(Source extract Opens)

Funding of more than £5.9 million over two years went to a national effort led by Dorset Police to create a joint forensics and biometrics programme, which is aimed at reducing the time it takes to provide DNA results needed for investigations.

An award of £2.3 million went to a series of bids developed by the Police ICT Company and Police Technology Council for the Police Reform Transformation Board for projects including cloud-based access to local, regional and national information and more effective ICT services.

Another award of £2 million is to go toward the development of a national policing data analytics lab intended to improve the way data is collated and used for protecting the public and preventing crime.

A £450,000 award went to the Metropolitan Police and the College of Policing, which is to work with forces across the UK to design digital recruitment technologies intended to help promote diversity in the police workforce.

(Source extract Closes)
(Extracted material Opens)

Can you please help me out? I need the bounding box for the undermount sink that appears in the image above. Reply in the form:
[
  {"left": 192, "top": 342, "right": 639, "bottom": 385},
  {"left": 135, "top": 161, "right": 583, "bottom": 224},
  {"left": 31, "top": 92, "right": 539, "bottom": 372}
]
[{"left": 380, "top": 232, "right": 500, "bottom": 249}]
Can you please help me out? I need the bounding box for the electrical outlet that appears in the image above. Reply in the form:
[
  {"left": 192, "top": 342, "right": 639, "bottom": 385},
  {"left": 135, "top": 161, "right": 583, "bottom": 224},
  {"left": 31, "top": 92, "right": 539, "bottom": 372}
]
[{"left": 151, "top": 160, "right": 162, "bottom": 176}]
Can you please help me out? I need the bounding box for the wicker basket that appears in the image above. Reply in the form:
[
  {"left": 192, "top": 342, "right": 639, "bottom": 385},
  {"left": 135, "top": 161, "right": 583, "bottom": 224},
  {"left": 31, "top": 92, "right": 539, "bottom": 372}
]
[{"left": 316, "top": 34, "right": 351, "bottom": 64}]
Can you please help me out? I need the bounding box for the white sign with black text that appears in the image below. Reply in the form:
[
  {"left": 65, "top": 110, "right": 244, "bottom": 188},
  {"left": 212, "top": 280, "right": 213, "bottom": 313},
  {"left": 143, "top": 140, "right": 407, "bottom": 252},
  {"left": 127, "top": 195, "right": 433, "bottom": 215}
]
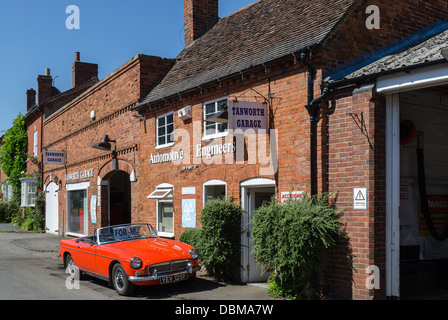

(Extracted material Closes)

Activities:
1 > Reproduce the passage on police funding awards from "Another award of" to "and preventing crime.".
2 > Continue the passage on police funding awards after its last sentence.

Responses in order:
1 >
Another award of £2 million is to go toward the development of a national policing data analytics lab intended to improve the way data is collated and used for protecting the public and preventing crime.

2 >
‘Cutting-edge’ tech

“It is my pleasure to award funds to a raft of projects today, from cutting-edge approaches to reducing crime through to digital projects that will help promote diversity in policing,” said home secretary Amber Rudd in a statement.

The Home Office published the full list of successful bids on Gov.UK.

London’s Metropolitan Police force said last week it had selected Microsoft’s UK data centre as the depository for the video data recorded by officers’ body-worn cameras. The Evidence.com system is part of the world’s second-largest rollout of Body-Worn Video (BWV) systems for frontline police officers.